### PROBLEM REQUIREMENTS
In the listing below, find the line holding "Task: for each" and the line holding "positive clicks: (131, 141)". Write out those two lines and all lines between, exactly, and nothing more.

### STUDY MATERIAL
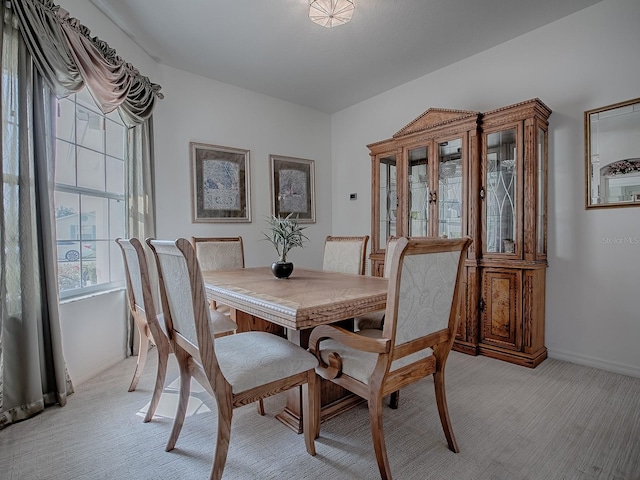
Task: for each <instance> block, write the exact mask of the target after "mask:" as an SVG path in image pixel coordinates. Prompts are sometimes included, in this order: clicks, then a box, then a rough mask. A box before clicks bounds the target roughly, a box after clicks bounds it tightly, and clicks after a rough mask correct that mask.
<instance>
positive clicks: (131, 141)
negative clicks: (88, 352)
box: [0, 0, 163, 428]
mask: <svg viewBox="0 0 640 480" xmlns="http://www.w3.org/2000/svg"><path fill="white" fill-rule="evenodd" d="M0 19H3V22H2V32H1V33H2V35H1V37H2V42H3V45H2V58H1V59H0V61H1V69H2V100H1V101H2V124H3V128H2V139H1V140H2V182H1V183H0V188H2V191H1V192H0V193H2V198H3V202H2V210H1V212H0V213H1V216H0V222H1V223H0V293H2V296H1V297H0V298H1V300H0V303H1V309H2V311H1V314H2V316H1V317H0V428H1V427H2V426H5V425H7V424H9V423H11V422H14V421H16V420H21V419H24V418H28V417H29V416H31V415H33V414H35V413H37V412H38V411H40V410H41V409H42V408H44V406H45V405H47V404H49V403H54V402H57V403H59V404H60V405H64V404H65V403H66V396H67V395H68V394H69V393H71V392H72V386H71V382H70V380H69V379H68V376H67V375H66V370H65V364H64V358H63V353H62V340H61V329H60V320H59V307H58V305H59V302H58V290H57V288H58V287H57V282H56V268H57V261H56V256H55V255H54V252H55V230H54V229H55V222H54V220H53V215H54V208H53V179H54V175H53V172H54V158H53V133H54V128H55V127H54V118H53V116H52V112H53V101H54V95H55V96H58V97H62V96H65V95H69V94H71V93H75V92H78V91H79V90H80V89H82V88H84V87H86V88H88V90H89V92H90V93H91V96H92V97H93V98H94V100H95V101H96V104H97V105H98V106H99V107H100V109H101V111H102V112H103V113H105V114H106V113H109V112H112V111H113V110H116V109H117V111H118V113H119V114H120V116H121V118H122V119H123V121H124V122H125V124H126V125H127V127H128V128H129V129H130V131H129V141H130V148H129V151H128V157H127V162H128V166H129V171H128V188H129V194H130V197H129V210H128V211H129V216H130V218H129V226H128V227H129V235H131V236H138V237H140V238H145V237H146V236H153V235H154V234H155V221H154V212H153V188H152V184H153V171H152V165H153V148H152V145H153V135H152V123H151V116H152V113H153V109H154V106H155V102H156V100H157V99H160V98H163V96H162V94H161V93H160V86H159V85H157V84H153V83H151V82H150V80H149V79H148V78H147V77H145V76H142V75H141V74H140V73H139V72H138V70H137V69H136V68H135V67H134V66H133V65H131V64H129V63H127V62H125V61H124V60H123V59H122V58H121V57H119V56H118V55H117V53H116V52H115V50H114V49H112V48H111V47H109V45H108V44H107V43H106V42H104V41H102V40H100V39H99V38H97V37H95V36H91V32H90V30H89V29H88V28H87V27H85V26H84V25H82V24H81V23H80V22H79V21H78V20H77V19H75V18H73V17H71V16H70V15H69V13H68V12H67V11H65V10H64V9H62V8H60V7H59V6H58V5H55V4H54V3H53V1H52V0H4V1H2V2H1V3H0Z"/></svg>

---

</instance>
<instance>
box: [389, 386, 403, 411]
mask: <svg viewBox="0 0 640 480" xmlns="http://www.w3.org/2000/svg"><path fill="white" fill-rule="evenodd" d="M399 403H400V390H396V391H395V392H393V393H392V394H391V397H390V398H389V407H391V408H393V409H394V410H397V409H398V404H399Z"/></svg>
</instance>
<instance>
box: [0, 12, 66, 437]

### RESPONSE TO THE TASK
Task: for each <instance> block, write the exact mask of the target after "mask:" as an SVG path in image pixel coordinates. Prompts are sometimes included, in this order: clicks, then a box, then a rough mask. A box before clicks bounds the target roughly, a box after clicks bounds it tightly, and clicks after a rough mask correct that mask.
<instance>
positive clicks: (131, 141)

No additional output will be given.